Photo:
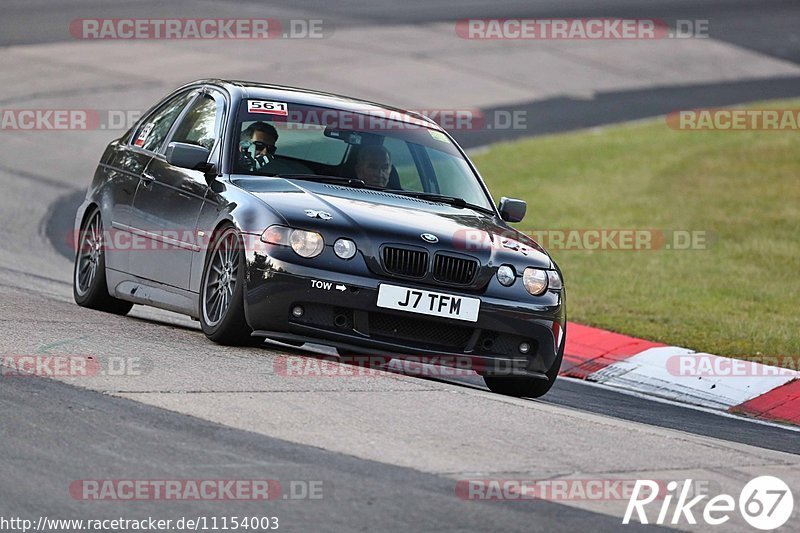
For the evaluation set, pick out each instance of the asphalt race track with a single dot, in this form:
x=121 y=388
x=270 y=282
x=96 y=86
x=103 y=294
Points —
x=388 y=449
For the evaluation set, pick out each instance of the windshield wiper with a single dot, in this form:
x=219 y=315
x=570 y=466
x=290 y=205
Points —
x=350 y=182
x=455 y=201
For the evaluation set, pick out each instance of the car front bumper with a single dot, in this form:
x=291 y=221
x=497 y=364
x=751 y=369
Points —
x=340 y=309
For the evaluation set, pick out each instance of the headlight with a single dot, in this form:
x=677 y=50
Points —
x=535 y=280
x=305 y=243
x=506 y=275
x=554 y=280
x=344 y=248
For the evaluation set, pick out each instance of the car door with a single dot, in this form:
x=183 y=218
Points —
x=124 y=166
x=169 y=198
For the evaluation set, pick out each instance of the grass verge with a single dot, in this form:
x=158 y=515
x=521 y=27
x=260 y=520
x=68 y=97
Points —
x=738 y=295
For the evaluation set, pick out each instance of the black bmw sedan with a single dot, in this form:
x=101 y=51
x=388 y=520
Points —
x=274 y=212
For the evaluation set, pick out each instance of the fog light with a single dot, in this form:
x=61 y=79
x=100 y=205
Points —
x=344 y=248
x=506 y=275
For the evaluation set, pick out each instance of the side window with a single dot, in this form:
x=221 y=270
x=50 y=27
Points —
x=199 y=125
x=404 y=164
x=154 y=129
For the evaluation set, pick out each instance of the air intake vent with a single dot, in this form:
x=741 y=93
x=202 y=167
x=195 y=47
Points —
x=405 y=262
x=455 y=270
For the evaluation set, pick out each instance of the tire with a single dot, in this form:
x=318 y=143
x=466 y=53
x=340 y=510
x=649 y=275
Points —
x=526 y=387
x=222 y=291
x=89 y=285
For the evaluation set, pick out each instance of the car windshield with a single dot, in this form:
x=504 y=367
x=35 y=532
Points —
x=384 y=150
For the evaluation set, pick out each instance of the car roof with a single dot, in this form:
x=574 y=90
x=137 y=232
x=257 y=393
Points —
x=249 y=89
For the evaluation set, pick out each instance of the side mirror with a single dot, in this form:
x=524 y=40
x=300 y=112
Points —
x=188 y=156
x=512 y=210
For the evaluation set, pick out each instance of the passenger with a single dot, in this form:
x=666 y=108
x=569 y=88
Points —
x=374 y=165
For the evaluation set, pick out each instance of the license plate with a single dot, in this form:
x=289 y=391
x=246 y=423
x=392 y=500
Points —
x=428 y=303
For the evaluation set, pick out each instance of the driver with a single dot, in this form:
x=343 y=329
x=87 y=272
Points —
x=257 y=151
x=374 y=165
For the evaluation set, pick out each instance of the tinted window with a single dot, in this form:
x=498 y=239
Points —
x=154 y=129
x=199 y=125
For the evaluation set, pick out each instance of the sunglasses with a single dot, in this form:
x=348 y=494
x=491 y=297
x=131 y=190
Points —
x=261 y=146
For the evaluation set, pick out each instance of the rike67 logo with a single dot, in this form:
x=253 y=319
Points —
x=766 y=503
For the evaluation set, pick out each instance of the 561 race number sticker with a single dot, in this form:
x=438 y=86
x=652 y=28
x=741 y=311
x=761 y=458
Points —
x=269 y=108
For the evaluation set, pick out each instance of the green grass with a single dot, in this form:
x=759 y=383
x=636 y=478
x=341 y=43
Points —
x=739 y=297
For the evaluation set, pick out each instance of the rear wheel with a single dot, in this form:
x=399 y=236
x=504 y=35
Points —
x=526 y=387
x=89 y=286
x=222 y=292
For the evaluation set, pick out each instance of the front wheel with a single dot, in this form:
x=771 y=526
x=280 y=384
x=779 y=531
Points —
x=527 y=387
x=89 y=286
x=222 y=292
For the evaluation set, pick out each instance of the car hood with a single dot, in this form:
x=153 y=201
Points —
x=373 y=218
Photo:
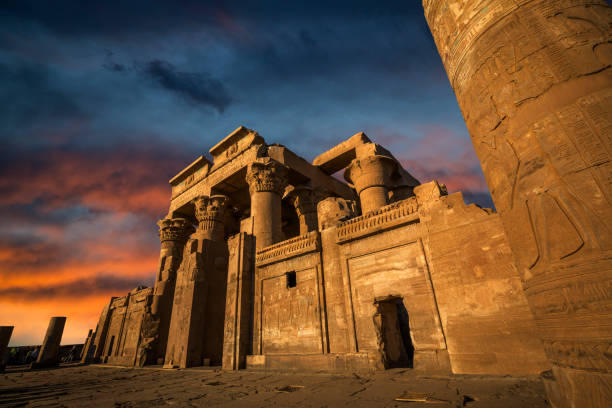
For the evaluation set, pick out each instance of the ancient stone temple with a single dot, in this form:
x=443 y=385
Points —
x=271 y=262
x=533 y=79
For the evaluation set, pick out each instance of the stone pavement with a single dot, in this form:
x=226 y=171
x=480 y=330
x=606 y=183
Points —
x=106 y=386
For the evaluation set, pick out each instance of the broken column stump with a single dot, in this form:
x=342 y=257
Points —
x=49 y=351
x=5 y=337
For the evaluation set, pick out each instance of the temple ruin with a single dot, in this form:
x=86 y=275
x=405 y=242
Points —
x=268 y=261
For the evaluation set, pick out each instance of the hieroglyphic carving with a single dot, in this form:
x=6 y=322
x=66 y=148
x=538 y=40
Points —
x=390 y=216
x=290 y=248
x=532 y=78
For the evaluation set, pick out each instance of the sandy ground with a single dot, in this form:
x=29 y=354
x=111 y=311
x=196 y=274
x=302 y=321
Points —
x=103 y=386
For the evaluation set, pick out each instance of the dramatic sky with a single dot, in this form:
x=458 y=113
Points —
x=103 y=102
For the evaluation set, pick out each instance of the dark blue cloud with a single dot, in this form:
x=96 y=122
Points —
x=195 y=87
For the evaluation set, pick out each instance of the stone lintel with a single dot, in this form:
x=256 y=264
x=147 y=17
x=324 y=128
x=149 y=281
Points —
x=387 y=217
x=341 y=155
x=290 y=248
x=237 y=141
x=189 y=170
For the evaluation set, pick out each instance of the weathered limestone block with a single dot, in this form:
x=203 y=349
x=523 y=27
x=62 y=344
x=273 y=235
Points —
x=341 y=155
x=333 y=210
x=235 y=143
x=5 y=337
x=87 y=351
x=267 y=180
x=534 y=84
x=49 y=351
x=116 y=319
x=128 y=338
x=189 y=176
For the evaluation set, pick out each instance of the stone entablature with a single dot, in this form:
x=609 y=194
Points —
x=234 y=144
x=174 y=229
x=192 y=174
x=390 y=216
x=290 y=248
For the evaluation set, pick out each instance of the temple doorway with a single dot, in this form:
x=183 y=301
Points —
x=392 y=327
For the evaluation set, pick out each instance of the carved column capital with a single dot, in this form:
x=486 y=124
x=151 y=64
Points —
x=267 y=175
x=371 y=171
x=303 y=198
x=209 y=211
x=174 y=229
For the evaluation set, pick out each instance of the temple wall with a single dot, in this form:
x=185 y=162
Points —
x=290 y=320
x=449 y=264
x=378 y=263
x=290 y=315
x=487 y=322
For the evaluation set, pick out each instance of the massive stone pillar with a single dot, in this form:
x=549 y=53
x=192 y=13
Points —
x=371 y=177
x=196 y=327
x=534 y=83
x=5 y=337
x=267 y=180
x=173 y=234
x=304 y=199
x=49 y=351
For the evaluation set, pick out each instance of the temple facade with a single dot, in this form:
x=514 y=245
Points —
x=271 y=262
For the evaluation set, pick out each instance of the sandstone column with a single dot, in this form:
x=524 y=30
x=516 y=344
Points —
x=49 y=351
x=267 y=180
x=210 y=213
x=173 y=234
x=534 y=83
x=371 y=178
x=304 y=199
x=5 y=337
x=196 y=327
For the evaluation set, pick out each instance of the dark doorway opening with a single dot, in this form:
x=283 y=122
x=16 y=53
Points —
x=392 y=325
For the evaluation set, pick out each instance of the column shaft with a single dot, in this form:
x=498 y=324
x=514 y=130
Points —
x=49 y=351
x=534 y=83
x=5 y=337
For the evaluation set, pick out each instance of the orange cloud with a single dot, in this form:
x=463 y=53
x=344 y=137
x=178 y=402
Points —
x=78 y=228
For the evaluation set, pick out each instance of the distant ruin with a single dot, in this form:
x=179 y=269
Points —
x=268 y=261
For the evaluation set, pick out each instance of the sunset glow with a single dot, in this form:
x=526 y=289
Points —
x=102 y=108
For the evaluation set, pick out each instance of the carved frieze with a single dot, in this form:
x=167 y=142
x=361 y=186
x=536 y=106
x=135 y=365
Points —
x=290 y=248
x=390 y=216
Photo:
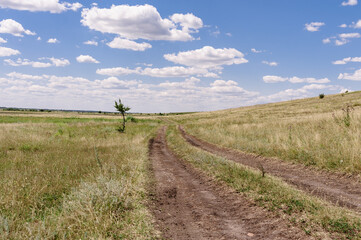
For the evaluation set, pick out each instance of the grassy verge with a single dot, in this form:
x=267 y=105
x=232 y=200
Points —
x=314 y=132
x=311 y=214
x=78 y=180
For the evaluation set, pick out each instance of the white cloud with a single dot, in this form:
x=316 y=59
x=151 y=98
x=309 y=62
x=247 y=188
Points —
x=356 y=76
x=115 y=83
x=176 y=71
x=230 y=88
x=342 y=38
x=356 y=24
x=6 y=52
x=349 y=35
x=314 y=26
x=16 y=75
x=53 y=40
x=122 y=43
x=275 y=79
x=189 y=83
x=140 y=22
x=326 y=40
x=256 y=51
x=347 y=60
x=272 y=64
x=118 y=71
x=86 y=59
x=2 y=40
x=11 y=26
x=58 y=62
x=52 y=6
x=37 y=64
x=207 y=57
x=91 y=42
x=188 y=22
x=308 y=80
x=349 y=3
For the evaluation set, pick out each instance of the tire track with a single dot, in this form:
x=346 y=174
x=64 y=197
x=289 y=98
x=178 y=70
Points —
x=188 y=205
x=340 y=190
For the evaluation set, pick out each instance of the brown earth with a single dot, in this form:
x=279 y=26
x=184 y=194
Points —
x=189 y=205
x=339 y=189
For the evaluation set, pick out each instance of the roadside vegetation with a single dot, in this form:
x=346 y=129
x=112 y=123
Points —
x=314 y=216
x=74 y=179
x=323 y=133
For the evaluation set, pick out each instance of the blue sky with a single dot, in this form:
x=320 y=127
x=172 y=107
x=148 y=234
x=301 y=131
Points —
x=185 y=55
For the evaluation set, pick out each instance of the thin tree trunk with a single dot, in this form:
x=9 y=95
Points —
x=123 y=122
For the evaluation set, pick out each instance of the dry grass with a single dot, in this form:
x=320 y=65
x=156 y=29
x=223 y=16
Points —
x=314 y=216
x=310 y=131
x=74 y=181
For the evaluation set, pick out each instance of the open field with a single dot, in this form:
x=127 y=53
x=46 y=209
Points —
x=73 y=176
x=314 y=132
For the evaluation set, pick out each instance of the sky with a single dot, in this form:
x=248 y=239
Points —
x=176 y=56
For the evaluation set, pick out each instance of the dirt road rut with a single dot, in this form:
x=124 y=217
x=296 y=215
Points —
x=340 y=190
x=188 y=205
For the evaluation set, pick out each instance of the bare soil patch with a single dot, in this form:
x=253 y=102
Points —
x=189 y=205
x=339 y=189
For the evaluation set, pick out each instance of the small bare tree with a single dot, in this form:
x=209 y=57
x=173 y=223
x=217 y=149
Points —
x=119 y=106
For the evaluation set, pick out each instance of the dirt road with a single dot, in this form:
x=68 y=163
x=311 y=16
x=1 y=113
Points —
x=341 y=190
x=188 y=205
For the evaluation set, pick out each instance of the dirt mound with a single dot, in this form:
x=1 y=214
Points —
x=188 y=205
x=341 y=190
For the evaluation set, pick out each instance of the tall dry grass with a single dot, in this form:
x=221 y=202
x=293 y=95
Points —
x=309 y=131
x=74 y=181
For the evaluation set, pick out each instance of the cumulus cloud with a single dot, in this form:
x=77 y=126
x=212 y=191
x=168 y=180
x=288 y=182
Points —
x=115 y=83
x=176 y=71
x=208 y=57
x=349 y=3
x=272 y=64
x=53 y=6
x=189 y=83
x=314 y=26
x=91 y=42
x=51 y=62
x=53 y=40
x=276 y=79
x=140 y=22
x=6 y=52
x=188 y=22
x=16 y=75
x=256 y=51
x=86 y=59
x=356 y=76
x=341 y=39
x=356 y=24
x=347 y=60
x=273 y=79
x=11 y=26
x=229 y=88
x=122 y=43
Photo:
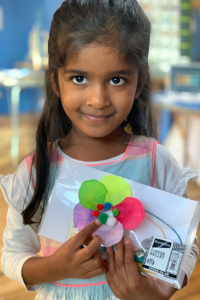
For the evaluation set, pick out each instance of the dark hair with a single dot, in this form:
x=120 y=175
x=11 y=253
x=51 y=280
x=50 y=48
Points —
x=120 y=24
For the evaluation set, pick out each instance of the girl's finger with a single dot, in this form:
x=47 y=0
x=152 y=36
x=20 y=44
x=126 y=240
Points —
x=93 y=263
x=119 y=262
x=110 y=263
x=130 y=265
x=89 y=251
x=95 y=273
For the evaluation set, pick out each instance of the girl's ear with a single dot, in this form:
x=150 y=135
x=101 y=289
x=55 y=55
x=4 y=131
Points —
x=138 y=91
x=55 y=84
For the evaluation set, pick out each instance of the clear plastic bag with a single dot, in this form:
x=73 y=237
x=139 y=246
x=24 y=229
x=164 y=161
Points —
x=163 y=241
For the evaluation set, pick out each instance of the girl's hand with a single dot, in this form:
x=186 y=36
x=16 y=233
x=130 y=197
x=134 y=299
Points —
x=125 y=280
x=71 y=261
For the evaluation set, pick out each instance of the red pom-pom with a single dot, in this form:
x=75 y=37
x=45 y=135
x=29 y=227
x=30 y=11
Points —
x=96 y=213
x=100 y=206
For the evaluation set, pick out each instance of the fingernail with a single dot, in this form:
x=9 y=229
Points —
x=97 y=222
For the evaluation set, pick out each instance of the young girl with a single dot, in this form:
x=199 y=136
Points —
x=97 y=112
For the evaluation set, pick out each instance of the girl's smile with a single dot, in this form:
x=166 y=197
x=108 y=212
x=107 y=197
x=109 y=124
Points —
x=97 y=90
x=97 y=118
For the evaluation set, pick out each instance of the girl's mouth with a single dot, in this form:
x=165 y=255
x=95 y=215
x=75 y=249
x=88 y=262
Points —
x=97 y=118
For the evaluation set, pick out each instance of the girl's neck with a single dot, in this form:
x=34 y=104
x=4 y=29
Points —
x=85 y=148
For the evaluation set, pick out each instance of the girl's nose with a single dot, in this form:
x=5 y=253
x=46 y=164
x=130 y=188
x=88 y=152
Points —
x=98 y=97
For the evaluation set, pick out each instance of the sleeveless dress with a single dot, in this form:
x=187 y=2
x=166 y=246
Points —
x=136 y=164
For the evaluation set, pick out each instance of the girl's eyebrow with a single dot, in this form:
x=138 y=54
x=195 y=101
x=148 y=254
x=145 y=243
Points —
x=113 y=73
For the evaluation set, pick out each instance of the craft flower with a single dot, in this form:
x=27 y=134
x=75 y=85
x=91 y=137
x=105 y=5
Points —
x=110 y=201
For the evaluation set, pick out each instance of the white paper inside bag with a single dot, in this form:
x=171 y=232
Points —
x=167 y=215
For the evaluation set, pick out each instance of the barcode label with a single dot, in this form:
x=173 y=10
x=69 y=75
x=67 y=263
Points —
x=163 y=257
x=174 y=262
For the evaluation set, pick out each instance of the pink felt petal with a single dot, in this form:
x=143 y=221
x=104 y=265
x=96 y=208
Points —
x=131 y=213
x=110 y=236
x=82 y=216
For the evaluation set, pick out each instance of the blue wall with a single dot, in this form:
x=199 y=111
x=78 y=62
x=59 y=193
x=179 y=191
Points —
x=196 y=36
x=19 y=17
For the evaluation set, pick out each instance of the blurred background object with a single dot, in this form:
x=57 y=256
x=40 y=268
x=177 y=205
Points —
x=174 y=61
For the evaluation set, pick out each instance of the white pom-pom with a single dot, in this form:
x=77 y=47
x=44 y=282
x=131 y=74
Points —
x=111 y=222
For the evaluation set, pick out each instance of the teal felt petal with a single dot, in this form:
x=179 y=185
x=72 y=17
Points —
x=118 y=189
x=91 y=193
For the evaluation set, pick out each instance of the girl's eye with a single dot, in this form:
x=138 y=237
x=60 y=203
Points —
x=79 y=80
x=117 y=81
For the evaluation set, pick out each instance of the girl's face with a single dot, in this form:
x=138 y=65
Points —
x=97 y=91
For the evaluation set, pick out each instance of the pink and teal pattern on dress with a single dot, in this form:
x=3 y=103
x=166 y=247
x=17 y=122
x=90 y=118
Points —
x=110 y=201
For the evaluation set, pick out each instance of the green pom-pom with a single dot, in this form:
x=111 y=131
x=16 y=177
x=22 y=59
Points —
x=115 y=212
x=103 y=218
x=117 y=189
x=91 y=193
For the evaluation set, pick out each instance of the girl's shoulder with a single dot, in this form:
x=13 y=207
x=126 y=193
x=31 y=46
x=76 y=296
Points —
x=16 y=187
x=169 y=175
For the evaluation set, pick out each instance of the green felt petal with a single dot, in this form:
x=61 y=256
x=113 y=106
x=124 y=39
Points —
x=118 y=189
x=91 y=193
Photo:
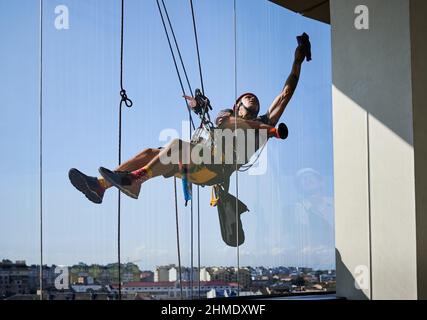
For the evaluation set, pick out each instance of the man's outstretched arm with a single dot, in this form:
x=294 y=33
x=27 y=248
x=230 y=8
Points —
x=279 y=104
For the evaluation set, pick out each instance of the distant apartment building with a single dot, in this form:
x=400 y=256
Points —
x=230 y=275
x=171 y=273
x=172 y=290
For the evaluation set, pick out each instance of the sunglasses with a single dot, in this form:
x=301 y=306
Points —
x=250 y=111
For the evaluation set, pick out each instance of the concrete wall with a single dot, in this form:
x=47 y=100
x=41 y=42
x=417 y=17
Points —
x=376 y=98
x=419 y=93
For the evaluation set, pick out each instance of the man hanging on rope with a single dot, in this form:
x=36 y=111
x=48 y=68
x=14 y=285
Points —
x=148 y=164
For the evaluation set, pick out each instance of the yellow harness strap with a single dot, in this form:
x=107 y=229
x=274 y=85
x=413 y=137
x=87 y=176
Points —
x=214 y=196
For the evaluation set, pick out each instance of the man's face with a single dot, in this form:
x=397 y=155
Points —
x=248 y=107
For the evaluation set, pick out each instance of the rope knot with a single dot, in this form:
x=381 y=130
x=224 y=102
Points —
x=128 y=102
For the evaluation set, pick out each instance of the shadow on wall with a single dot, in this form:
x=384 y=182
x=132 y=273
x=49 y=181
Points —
x=378 y=84
x=345 y=276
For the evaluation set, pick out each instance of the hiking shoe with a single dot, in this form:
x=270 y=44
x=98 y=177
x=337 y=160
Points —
x=89 y=186
x=123 y=180
x=304 y=42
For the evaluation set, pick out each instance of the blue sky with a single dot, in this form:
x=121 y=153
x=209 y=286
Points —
x=81 y=78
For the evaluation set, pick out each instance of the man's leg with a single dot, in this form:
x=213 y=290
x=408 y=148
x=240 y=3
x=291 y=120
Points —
x=137 y=162
x=166 y=162
x=94 y=188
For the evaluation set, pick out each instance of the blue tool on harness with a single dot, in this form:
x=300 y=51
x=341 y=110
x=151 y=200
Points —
x=186 y=186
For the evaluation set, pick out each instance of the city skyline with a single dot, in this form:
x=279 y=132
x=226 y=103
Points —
x=286 y=224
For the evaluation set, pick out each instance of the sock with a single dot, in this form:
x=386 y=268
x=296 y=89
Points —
x=103 y=183
x=273 y=132
x=142 y=174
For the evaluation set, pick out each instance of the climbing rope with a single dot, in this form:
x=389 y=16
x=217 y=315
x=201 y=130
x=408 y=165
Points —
x=188 y=108
x=198 y=187
x=41 y=144
x=177 y=237
x=128 y=103
x=235 y=131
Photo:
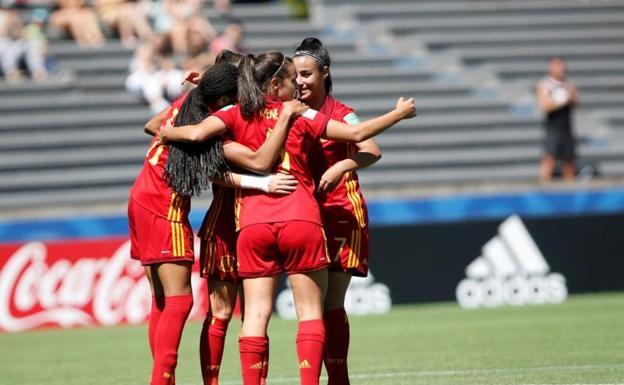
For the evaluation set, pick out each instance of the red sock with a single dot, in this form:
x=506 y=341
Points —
x=252 y=351
x=211 y=348
x=265 y=365
x=167 y=338
x=337 y=346
x=310 y=348
x=158 y=304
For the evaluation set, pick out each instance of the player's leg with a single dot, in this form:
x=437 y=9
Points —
x=309 y=292
x=547 y=167
x=303 y=245
x=222 y=298
x=158 y=303
x=337 y=328
x=176 y=282
x=253 y=341
x=259 y=267
x=348 y=247
x=569 y=156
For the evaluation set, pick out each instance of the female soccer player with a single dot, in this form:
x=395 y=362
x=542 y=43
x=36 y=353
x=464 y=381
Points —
----
| Exercise brief |
Copy out the lines above word for word, beginning at the line that contains "the girl's ear" and stopping after the line that contains "x=163 y=241".

| Solved problem |
For the evaluation set, pick out each instance of the girl's ear with a single dot, in this form:
x=150 y=135
x=101 y=289
x=55 y=55
x=4 y=131
Points —
x=138 y=91
x=55 y=84
For the evaluation set, pick out each instance of the clear plastic bag with a single dot, in this form:
x=73 y=237
x=139 y=246
x=24 y=229
x=164 y=161
Points —
x=163 y=241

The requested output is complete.